*** Document text

Skipping Senior Year – A Step in the Wrong Direction
Commentary by Sanford D. Horn
June 8, 2011
With remedial classes overflowing with unprepared so-called college students, the notion of permitting them to skip their senior year in high school is terribly irresponsible.
That Governor Mitch Daniels is relying upon the conversations with relatively immature high school students to determine a need for legislation that passed in April to allow for the aforementioned senior year skip is also irresponsible. (“Skip senior year, go right to college – or not?” June 7, 2011)
The passage of such legislation allows for rising seniors who have completed their core requirements to bypass their last year of high school and head off to college. Nothing is said of earning the requisite number of credits required for graduation. Such legislation will prove deleterious to the affected students.
With the educational crisis the United States as a whole is mired in, students should be required to take more, not fewer, classes in the areas of American History, government, mathematics, English, writing, basic business and ethics, foreign language and science. This would better prepare the students for the rigors of the college classroom, as well as the so-called real world.
The United States’ ranking versus other countries is both embarrassing and demoralizing. How does the richest country on earth justify cities whose schools graduate 30.5 percent of its students? (http://www.wndu.com/education/headlines/17184036.html) That is a recent figure regarding the Indianapolis schools. In Alexandria, VA, from where I just moved, the graduation rate was 70.4 percent – and that is in a school system spending $18,323 per pupil, one of the highest figures in the Commonwealth of Virginia. (http://www.localschooldirectory.com/district-schools/101/Alexandria-City-Public-Schools-District/VA)
Governor Daniels’ plan is not a cost cutting measure either. His plan is to use the money saved by not having that senior in a high school classroom; that money would be used by that same student to attend college. This plan is suspect, as funding for high school and for college comes from different sources.

******
*** Extracted material

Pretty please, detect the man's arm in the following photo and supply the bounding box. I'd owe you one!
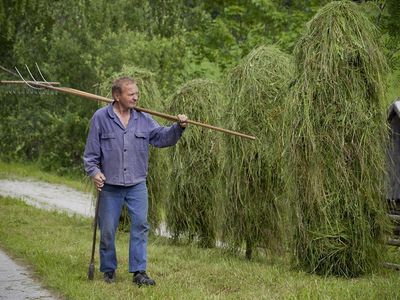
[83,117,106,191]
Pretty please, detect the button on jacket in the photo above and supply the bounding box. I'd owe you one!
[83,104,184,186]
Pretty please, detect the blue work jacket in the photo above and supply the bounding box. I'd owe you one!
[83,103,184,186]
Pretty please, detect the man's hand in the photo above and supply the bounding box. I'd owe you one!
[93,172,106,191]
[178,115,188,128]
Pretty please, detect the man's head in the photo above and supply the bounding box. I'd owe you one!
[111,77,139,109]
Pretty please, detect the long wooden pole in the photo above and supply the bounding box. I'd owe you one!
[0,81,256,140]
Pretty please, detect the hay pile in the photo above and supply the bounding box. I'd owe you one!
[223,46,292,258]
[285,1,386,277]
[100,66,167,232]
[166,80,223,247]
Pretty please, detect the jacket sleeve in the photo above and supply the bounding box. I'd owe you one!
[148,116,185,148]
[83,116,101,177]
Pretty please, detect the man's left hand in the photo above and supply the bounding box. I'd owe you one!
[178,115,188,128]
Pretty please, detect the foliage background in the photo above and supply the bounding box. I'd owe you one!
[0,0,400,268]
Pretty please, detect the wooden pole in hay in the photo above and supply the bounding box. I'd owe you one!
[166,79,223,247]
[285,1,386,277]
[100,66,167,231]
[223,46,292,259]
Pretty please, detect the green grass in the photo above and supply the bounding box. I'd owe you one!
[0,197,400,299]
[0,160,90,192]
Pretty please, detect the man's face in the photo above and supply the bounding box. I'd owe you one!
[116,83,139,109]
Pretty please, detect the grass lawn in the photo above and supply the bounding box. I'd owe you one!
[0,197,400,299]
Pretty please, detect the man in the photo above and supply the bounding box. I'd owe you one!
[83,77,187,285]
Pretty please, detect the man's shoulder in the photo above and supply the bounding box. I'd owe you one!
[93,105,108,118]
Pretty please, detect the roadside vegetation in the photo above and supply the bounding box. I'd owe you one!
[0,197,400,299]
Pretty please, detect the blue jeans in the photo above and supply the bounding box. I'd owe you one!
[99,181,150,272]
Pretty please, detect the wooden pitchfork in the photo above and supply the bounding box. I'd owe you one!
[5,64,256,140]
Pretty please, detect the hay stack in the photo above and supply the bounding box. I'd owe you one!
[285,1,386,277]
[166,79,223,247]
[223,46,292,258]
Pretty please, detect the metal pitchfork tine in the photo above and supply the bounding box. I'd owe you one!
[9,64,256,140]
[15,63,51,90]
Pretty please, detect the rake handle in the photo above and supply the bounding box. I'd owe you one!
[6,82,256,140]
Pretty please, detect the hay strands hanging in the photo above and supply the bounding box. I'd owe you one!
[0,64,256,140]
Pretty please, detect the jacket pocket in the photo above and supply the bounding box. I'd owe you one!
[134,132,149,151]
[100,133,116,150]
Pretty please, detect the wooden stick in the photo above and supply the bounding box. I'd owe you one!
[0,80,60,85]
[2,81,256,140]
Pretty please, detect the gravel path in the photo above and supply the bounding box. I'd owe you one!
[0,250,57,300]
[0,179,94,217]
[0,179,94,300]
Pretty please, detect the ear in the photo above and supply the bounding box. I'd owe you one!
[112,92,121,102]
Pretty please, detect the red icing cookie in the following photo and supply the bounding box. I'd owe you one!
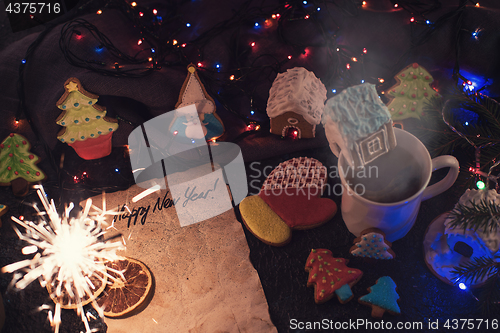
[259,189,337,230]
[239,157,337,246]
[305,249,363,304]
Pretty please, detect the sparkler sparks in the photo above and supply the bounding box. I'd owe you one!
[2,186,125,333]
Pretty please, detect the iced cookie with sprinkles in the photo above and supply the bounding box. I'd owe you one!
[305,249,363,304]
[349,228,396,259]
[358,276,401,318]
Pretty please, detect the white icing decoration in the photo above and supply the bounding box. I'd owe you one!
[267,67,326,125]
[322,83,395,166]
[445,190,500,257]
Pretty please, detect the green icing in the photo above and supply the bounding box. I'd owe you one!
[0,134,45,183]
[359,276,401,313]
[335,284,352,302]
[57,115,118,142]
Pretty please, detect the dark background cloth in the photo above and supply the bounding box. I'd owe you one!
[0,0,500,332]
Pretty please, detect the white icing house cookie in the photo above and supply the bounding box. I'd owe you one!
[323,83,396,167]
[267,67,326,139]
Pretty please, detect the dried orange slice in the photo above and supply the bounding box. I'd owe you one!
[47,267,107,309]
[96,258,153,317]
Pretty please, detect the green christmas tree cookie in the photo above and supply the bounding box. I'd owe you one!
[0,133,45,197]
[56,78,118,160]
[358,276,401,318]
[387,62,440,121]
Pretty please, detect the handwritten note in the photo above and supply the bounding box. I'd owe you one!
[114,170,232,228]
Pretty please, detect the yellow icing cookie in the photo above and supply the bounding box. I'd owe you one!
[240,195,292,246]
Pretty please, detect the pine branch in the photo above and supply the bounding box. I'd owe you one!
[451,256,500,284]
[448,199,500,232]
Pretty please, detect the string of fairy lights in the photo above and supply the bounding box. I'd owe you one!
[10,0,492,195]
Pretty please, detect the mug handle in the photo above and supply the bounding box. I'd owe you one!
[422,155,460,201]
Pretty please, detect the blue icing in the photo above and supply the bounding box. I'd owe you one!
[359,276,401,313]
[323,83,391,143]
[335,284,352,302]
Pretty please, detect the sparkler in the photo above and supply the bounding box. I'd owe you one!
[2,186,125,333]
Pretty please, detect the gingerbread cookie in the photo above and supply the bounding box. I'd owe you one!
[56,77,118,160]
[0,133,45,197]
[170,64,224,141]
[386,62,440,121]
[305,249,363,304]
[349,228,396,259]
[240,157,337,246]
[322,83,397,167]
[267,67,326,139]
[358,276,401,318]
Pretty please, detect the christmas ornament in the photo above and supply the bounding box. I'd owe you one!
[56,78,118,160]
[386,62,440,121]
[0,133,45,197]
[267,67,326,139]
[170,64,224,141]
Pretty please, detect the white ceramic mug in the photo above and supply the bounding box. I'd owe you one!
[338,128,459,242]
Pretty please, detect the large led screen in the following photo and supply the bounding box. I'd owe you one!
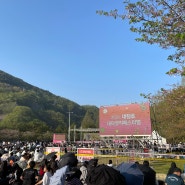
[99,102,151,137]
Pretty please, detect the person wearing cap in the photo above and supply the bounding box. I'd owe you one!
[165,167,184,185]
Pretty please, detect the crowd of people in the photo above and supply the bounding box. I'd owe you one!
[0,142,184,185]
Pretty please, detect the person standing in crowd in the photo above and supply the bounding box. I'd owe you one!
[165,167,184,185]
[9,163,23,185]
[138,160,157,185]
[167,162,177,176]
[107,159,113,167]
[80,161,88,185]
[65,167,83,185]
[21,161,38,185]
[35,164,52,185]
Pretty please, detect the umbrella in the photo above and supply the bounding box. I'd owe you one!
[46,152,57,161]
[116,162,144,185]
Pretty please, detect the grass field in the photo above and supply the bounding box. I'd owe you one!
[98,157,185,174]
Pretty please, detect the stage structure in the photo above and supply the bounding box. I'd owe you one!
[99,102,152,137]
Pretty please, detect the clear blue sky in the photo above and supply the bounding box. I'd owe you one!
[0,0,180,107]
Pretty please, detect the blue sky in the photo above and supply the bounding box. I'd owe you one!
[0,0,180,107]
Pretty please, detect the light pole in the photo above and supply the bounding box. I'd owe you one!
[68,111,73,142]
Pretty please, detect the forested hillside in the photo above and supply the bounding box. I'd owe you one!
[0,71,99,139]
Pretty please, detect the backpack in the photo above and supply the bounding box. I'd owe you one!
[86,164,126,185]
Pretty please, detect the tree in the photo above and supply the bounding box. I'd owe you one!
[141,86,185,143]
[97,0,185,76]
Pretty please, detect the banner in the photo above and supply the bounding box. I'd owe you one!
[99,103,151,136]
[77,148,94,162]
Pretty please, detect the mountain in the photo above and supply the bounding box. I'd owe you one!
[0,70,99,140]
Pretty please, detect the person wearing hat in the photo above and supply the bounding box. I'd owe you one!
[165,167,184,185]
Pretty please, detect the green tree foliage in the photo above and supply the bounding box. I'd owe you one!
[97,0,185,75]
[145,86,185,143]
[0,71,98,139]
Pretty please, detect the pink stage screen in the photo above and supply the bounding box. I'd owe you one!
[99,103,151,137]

******
*** Extracted material

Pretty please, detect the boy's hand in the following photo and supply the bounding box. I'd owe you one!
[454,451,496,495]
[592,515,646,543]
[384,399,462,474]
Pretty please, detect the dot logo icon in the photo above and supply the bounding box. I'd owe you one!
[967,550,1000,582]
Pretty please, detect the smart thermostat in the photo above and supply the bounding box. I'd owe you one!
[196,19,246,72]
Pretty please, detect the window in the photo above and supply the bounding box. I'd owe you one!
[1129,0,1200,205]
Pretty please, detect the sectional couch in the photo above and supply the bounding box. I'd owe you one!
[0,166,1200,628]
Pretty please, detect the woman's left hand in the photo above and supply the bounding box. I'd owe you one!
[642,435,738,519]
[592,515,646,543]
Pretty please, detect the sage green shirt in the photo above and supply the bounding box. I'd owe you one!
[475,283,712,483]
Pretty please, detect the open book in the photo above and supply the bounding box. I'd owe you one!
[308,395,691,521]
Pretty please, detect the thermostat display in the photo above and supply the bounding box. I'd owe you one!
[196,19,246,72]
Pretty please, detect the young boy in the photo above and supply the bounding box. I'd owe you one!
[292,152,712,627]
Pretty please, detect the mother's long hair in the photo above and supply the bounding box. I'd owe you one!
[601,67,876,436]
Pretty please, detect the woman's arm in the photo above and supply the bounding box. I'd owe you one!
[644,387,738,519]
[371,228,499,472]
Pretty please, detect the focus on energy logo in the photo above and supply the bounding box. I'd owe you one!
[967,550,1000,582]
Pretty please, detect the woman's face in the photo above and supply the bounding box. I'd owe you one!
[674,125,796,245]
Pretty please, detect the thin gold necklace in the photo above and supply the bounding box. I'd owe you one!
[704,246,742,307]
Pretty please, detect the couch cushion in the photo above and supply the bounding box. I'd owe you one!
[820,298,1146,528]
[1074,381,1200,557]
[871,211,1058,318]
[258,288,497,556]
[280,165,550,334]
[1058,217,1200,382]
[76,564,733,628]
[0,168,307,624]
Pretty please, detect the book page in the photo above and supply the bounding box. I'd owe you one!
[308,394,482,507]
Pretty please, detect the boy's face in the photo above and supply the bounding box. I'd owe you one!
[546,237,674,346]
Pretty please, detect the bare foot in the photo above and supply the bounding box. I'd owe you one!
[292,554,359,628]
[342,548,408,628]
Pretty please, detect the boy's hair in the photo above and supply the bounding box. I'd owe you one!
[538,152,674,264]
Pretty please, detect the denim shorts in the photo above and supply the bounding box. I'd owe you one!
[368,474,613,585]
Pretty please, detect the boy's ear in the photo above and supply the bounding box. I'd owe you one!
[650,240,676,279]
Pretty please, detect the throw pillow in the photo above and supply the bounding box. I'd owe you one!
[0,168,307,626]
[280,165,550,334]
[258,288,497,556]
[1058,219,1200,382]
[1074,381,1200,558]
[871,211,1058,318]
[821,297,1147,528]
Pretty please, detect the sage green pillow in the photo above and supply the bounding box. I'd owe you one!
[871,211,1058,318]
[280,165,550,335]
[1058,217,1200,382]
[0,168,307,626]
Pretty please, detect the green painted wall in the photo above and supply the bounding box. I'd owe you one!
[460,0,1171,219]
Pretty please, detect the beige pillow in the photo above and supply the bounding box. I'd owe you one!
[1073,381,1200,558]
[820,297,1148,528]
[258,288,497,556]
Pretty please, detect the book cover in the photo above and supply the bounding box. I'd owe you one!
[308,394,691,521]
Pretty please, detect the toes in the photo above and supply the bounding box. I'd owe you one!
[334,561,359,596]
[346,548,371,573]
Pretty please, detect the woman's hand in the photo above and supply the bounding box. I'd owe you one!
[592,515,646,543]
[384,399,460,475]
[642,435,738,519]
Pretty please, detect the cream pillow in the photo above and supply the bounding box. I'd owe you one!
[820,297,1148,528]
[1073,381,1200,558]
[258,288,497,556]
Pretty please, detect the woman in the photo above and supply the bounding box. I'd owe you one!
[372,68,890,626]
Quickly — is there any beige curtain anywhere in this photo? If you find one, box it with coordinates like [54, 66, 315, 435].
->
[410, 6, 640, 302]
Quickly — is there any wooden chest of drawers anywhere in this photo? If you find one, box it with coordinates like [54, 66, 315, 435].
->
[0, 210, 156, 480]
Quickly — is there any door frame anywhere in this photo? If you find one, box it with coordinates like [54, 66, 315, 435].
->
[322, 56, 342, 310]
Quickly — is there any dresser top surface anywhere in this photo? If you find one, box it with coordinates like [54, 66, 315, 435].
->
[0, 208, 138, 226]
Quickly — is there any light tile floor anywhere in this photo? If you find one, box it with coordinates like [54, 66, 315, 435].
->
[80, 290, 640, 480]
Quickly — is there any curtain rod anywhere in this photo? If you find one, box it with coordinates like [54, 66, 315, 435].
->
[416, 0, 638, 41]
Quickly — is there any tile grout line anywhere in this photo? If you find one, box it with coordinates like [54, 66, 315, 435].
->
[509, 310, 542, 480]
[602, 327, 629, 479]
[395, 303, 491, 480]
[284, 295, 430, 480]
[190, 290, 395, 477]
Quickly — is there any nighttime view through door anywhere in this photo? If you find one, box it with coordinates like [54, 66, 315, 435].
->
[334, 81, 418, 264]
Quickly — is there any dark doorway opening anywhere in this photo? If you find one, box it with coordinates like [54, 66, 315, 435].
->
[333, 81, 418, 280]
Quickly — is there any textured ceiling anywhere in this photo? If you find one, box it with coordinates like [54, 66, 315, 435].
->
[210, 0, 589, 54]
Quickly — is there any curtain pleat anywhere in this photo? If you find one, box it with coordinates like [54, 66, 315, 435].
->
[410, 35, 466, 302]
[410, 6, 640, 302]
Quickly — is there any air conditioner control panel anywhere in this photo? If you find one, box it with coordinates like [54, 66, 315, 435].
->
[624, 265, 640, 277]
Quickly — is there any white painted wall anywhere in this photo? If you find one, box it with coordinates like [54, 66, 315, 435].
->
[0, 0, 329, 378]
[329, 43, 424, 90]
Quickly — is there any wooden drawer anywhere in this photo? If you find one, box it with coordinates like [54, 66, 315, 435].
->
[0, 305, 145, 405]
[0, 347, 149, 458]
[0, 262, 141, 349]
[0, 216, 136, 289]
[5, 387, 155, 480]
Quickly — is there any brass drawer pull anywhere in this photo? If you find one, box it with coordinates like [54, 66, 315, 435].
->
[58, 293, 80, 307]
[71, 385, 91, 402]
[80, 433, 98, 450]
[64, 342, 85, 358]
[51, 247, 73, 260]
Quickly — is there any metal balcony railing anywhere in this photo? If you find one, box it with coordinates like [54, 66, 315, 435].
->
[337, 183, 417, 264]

******
*** Extracted material

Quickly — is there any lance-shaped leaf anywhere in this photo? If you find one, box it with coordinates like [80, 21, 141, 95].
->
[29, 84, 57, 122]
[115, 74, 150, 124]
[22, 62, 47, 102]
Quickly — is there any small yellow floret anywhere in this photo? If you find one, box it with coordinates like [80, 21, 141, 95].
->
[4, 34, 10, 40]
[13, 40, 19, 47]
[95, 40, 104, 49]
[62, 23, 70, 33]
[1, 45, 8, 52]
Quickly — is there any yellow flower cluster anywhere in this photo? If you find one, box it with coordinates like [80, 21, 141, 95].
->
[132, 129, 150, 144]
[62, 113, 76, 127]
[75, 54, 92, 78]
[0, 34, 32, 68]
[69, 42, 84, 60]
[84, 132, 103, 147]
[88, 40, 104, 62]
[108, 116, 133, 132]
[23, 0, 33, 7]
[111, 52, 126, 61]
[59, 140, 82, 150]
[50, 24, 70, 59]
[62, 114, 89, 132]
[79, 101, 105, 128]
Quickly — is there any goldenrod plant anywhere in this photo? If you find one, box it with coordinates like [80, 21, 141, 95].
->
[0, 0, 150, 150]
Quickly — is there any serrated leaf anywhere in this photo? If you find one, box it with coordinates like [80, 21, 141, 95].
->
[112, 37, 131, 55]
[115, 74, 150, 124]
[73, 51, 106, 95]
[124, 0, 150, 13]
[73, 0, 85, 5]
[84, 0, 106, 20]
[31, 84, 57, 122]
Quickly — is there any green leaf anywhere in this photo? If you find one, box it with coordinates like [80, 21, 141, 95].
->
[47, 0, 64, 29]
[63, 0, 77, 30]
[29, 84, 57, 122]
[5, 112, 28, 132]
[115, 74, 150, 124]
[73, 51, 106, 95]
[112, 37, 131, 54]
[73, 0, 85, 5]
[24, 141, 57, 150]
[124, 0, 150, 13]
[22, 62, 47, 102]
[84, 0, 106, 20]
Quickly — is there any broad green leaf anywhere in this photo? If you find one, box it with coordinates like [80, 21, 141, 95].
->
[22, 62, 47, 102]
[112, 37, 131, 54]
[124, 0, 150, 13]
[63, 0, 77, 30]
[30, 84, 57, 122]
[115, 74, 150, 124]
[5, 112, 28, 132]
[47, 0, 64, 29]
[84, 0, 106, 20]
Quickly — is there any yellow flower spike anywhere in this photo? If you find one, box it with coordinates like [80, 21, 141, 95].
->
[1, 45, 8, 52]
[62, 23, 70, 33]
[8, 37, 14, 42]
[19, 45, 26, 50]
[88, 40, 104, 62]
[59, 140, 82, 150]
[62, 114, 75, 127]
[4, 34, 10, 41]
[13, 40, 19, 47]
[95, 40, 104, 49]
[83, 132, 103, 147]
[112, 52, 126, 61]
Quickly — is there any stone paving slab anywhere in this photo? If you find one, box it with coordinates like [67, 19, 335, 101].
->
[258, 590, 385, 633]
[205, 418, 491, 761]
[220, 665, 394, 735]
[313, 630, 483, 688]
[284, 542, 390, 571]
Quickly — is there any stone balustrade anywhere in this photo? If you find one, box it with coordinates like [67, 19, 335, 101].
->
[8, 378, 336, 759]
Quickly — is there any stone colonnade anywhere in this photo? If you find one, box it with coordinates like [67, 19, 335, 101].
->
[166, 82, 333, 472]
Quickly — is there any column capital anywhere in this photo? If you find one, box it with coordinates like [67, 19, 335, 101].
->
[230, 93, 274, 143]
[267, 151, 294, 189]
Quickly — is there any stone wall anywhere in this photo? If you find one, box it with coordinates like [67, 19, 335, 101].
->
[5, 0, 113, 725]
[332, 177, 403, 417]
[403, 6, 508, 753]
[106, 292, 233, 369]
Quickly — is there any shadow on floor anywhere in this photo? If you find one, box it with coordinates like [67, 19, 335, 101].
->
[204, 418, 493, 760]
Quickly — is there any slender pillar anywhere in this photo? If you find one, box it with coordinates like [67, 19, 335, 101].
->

******

**Set exercise 1**
Extract every line of the records that contains the string "screen".
**Set exercise 2**
Take the commentary on letting students skip their senior year of high school further, picking up after its final sentence.

**Right answer 1**
Pretty please, detect the large led screen in the following photo and supply the bounding box. I'd owe you one!
Pretty please, detect the pink stage screen in the photo above and supply the bounding box. I'd owe you one!

**Right answer 2**
American high school students are already ill-prepared for life on a college campus as the Star article denotes. “Slightly more than half of students at public four-year schools graduated in six years, and only 29 percent did so in four years.” Juniors bypassing their senior year will not improve those statistics.
These students will be a year younger and certainly a year less mature than the traditional college freshman. They will, for the most part, still maintain friendships with their current friends who will be seniors in high school. They will miss activities such as homecoming, the senior prom and other rites of passage that they will forfeit in bypassing their senior year.
Instead of listening to rising high school seniors bemoan their boredom and then shipping them off to college, they need greater challenges their senior year to better prepare them for college. The core curriculum needs to be expanded.
Balance the left brain and the right brain with more art and music classes. More, assuming there are any in the first place. Add classes on economics and ethics. Certainly tomorrow’s leaders can’t be any worse than the current crop of miscreants held up as alleged role models. As a society we can do better than the Bernie Madoffs, Rod Blagojeviches and the Anthony Weiners of the world.
Add more skill-based electives such as journalism, photography, graphic arts, more computer classes, more industrial arts and home economics. High school should be a place where a student gets as well-rounded education as possible so that he or she can make better informed decisions about what to study in college. Once in college students will hone in on a particular major and course of study they will have chosen having experienced a myriad subject matter in high school.
To those critics who suggest the costs will outweigh the benefits, a public-private partnership should be considered.
School systems could hire professional musicians to teach music and float from campus to campus, thus needing fewer of them. The same with professional artists, chefs, journalists, businessmen, etc. Their fulltime employers would pick up the tab for these part-time teachers and would get a tax write off for that value.
This would be a win-win situation. High school students would be exposed to a greater selection of educational materials and employers providing these instructors would benefit from the positive publicity as being active members of the community. The schools, of course, would need to provide some training in classroom management – but that is something from which all teachers would benefit.
From personal experience as a middle and high school teacher of social studies and American history, I welcomed a member of the business community into the classroom as part of the Junior Achievement program. I would then incorporate those visits into my curriculum and lesson plans.
A segment of Friday’s classes would be dedicated to a stock market competition amongst my classes and students divided into teams. This not only had history and economics components, but was cross-curricular with the math classes as well. The experience proved both fun and educational for the students who left with additional skills that they might not ordinarily have gotten.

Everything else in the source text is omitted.